ASSIGNMENT: Update the passage of the report on California doctors and Obamacare between "That prediction comes" and "asked to accept.", inclusive, so that "sleight of hand" takes the place of "legerdemain".

TEXT FOR ANALYSIS:
Report: 70 Percent Of California Doctors Won’t Participate In Obamacare

December 6, 2013 by Ben Bullard

The California Medical Association (CMA), the State’s largest physician’s organization, estimates that 70 percent of doctors won’t participate in Covered California, the State’s Obamacare health insurance exchange.

That prediction comes after the CMA reviewed Obamacare coverage forecasts provided by independent insurance brokers, even though Covered California is touting an expected 85 percent doctor participation rate.

CMA’s vice president of medical and regulatory policy, Lisa Folberg, told the Washington Examiner that Covered California comes by its 85 percent participation figure through some optimistic statistical legerdemain.
“Some physicians have been put in the network and they were included basically without their permission,” she said.

That’s because Covered California is using a pre-deployment document released in May that came out before doctors had a chance to respond to a memo of understanding with Obamacare insurers. The doctors’ reticence then was understandable – they hadn’t seen a rate schedule, so they had no idea what kind of compensation they were being asked to accept.

“Only in September did insurance companies disclose that their rates would be pegged to California’s Medicaid plan, called Medi-Cal,” reports the Examiner’s Richard Pollock. “That’s driven many doctors to just say no.”

Alameda County Health Care Services Agency director Alex Briscoe said he’s not shocked that doctors aren’t lining up to take a pay cut under Obamacare.

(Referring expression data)
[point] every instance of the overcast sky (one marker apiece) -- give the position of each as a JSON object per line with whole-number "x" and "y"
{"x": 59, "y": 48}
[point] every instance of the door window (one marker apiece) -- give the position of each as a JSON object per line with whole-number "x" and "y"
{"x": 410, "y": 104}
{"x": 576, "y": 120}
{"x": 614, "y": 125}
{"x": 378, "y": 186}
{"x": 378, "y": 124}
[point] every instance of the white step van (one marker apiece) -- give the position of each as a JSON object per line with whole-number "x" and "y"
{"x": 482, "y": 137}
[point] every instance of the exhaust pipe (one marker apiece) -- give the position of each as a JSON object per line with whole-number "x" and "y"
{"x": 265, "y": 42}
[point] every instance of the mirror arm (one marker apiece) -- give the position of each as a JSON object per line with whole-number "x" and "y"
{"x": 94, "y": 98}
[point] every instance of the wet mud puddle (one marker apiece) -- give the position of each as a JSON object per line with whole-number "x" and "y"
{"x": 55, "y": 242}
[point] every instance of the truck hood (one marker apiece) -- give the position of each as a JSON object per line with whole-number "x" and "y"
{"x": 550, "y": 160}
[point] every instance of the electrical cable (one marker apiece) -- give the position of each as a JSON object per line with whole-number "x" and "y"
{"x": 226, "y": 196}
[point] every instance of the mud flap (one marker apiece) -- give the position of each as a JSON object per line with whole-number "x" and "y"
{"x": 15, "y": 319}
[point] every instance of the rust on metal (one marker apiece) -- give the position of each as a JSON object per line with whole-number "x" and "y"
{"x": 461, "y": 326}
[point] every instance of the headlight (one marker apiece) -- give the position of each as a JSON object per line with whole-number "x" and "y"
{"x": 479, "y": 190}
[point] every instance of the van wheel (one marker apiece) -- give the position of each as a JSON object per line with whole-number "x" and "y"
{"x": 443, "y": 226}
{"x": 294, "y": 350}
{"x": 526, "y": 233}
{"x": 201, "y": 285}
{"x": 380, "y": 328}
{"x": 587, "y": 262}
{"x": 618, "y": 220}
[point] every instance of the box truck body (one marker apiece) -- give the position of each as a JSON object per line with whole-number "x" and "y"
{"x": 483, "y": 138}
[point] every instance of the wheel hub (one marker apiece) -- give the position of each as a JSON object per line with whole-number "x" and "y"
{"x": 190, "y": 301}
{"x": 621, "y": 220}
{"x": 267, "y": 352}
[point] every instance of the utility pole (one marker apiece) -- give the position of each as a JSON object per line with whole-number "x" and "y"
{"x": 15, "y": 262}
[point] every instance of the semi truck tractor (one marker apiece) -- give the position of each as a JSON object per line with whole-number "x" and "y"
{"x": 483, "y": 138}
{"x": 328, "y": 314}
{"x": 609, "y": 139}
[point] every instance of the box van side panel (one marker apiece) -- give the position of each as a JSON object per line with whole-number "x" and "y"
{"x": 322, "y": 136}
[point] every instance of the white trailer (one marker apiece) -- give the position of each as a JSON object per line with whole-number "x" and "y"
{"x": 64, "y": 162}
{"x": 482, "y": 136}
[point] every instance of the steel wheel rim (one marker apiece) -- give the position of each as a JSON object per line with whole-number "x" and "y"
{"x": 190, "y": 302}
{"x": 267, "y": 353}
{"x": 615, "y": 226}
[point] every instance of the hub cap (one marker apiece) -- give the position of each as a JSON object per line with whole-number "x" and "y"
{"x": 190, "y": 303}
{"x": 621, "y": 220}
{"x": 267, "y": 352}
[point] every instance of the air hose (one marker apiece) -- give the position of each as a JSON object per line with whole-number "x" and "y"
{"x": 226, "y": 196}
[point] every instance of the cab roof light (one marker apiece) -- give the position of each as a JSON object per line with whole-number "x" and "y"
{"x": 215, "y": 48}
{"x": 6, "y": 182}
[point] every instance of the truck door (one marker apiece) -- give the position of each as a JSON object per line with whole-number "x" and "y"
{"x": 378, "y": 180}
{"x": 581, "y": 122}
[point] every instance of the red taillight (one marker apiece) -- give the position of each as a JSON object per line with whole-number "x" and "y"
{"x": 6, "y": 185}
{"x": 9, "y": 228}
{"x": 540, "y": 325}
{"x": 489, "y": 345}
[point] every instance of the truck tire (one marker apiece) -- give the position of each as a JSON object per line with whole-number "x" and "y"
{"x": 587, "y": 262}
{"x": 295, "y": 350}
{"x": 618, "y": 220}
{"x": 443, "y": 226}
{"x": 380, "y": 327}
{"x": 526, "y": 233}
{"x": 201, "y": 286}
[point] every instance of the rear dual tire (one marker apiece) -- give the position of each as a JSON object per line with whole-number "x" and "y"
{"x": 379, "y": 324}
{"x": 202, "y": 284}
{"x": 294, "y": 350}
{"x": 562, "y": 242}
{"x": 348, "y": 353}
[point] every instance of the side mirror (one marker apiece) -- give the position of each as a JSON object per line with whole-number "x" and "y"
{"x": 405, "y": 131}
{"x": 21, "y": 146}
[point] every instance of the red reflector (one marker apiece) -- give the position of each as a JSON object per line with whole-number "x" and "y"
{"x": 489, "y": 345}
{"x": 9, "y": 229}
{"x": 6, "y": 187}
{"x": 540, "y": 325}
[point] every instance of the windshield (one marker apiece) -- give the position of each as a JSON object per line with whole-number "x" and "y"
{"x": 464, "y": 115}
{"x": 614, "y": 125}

RESPONSE BOX:
That prediction comes after the CMA reviewed Obamacare coverage forecasts provided by independent insurance brokers, even though Covered California is touting an expected 85 percent doctor participation rate.

CMA’s vice president of medical and regulatory policy, Lisa Folberg, told the Washington Examiner that Covered California comes by its 85 percent participation figure through some optimistic statistical sleight of hand.
“Some physicians have been put in the network and they were included basically without their permission,” she said.

That’s because Covered California is using a pre-deployment document released in May that came out before doctors had a chance to respond to a memo of understanding with Obamacare insurers. The doctors’ reticence then was understandable – they hadn’t seen a rate schedule, so they had no idea what kind of compensation they were being asked to accept.